### Document segment
While looking at the AArch32 implementation in V8, we realized NEON does not support the i64x2 variant of the VCLT instruction. Discussing this with some colleagues, an alternative implementation could be as follows:

;; Use the i32x4 variant of the compare with zero instruction.
VCLT.S32 Qy, Qc, #0 
;; The sign bit should be set in lanes 1 and 3, with undefined values in lane 0 and 2:
;; | SSSSSSSS | xxxxxxxx | SSSSSSSS | xxxxxxxx |
;; We can shift those down to propagate the sign bit:
VSHR.S64 Qy, Qy, #32
VBSL Qy.16B, Qv1.16B, Qv2.16B

I thought I'd comment on here too in case another VM needs to implement this, better suggestions welcome of course!

Maratyszcza · 2020-12-08T23:12:14Z

@planglois Good point. Although more efficient would be VSHR.S64 Qy, Qc, #63 + VBSL Qy.16B, Qv1.16B, Qv2.16B. Updated the PR description with the new lowering.

ngzhian · 2020-12-10T09:48:58Z

This is now prototyped in V8 on ARM, ARM64, IA32 as well.

Maratyszcza · 2020-12-11T05:20:46Z

The experiment to enable these instructions in XNNPACK is in google/XNNPACK#1236, but fails to link: [parse exception: invalid code after SIMD prefix: 127 (at 0:118627)]

- i64x2.eq (WebAssembly/simd#381) - i64x2 widens (WebAssembly/simd#290) - i64x2.bitmask (WebAssembly/simd#368) - signselect ops (WebAssembly/simd#124)

Maratyszcza · 2020-12-17T21:13:54Z

I evaluated the performance impact on two neural network operators in XNNPACK: Sigmoid and ELU. Results for Sigmoid:

Processor (Device)	Performance with WAsm SIMD + Sign Select	Performance with WAsm SIMD (baseline)	Speedup
Intel Xeon W-2135	7.31 GB/s	6.87 GB/s	6%
Intel Celeron N3060	1.02 GB/s	0.98 GB/s	4%
AMD PRO A10-8700B	3.99 GB/s	3.59 GB/s	11%
AMD A4-7210	1.46 GB/s	1.46 GB/s	0%
Qualcomm Snapdragon 670 (Pixel 3a)	1.97 GB/s	1.97 GB/s	0%
Qualcomm Snapdragon 855 (LG G8 ThinQ)	4.66 GB/s	4.63 GB/s	1%
Samsung Exynos 8895 (Galaxy S8)	2.28 GB/s	2.21 GB/s	3%

Results for ELU:

Processor (Device)	Performance with WAsm SIMD + Sign Select	Performance with WAsm SIMD (baseline)	Speedup
Intel Xeon W-2135	8.53 GB/s	8.04 GB/s	6%
Intel Celeron N3060	1.58 GB/s	1.60 GB/s	-1%
AMD PRO A10-8700B	4.25 GB/s	3.90 GB/s	9%
AMD A4-7210	1.43 GB/s	1.41 GB/s	1%
Qualcomm Snapdragon 670 (Pixel 3a)	2.02 GB/s	2.06 GB/s	-2%
Qualcomm Snapdragon 855 (LG G8 ThinQ)	4.77 GB/s	4.75 GB/s	0%
Samsung Exynos 8895 (Galaxy S8)	3.21 GB/s	3.22 GB/s	0%

Maratyszcza · 2020-12-17T21:14:28Z

Code changes can be seen in google/XNNPACK#1236

penzn · 2020-12-18T00:58:08Z

Why does the Celeron N3060 go from +4 on one benchmark to -1 on the other?

Maratyszcza · 2020-12-18T09:06:32Z

There are two factors at play on Celeron:

Sign Select reduce register pressure as we don't need to explicitly compute the mask for v128.bitselect.

### Dataset content

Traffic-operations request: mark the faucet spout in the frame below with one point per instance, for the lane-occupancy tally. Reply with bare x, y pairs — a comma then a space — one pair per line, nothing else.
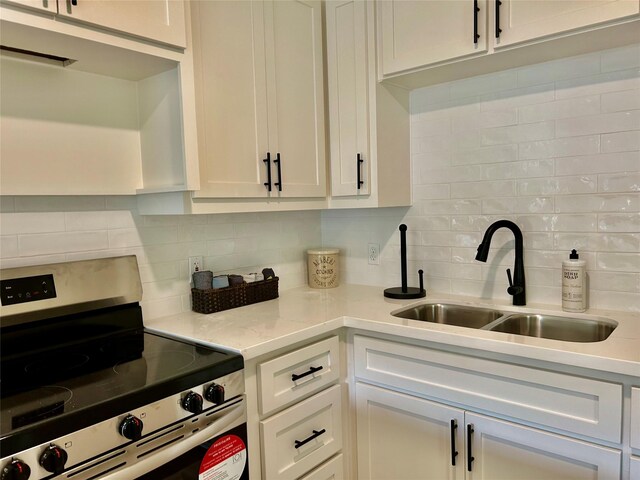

### Challenges
1. Answer these questions on the WebAssembly SIMD thread:
(a) Which NEON instruction does the first post say has no i64x2 variant?
(b) On which architectures was this prototyped in V8?
(c) What speedup does the AMD PRO A10-8700B show in the Sigmoid results?
2. Extend the WebAssembly SIMD thread from its last sentence onward.
The lines are material separate from the WebAssembly SIMD thread.

### Per-task answers
1.
(a) VCLT
(b) ARM, ARM64 and IA32
(c) 11%

2.
Sign Select on SSE4.1 lowers to BLENVPS instruction, which is very inefficient on Celeron N3060. In fact, it is worth to detect these types of CPUs (Silvermont, Goldmont, Goldmont Plus cores) and use SSE2-level code-generation pattern for them.

zeux · 2020-12-22T18:53:30Z

Let me unpack my comments from the meeting a bit.

bitselect is not great

There's an existing problem with bitselect in that it results in optimal codegen on ARM, but - on CPUs with a fast blend instruction - it results in suboptimal codegen. v8 synthesizes 4 instructions for bitselect today - mov, xor, and, xor. mov is probably reg-renamed, but the remaining three instructions are dependent on each other, so this has 3-cycle latency; given 3 execution ports this should have rec. throughput of 1. Compared to this, blendps has latency of 2 and throughput of 0.66 on Skylake. This is mentioned in #192. Worth noting that v8's lowering seems particularly inefficient compared to standard and/andnot/or assuming the availability of VEX prefixes, as the latter has latency of 2 (but rec. throughput of 1 all the same).

signselect seems like a better bitselect but it's not

Crucially, bitselect is optimal for ARM; signselect has a 2-instruction lowering on ARM, these are dependent on each other and with hit-or-miss NEON implementations in general I would probably want to prioritize ARM performance.

So signselect can only really be used when it's replacing a comparison with 0. It's tempting to use it as a general bitselect replacement but oh-so-wrong; doing so will result in performance uplift on Intel systems (... which is where the code is probably tested...), but a small performance degradation on ARM systems.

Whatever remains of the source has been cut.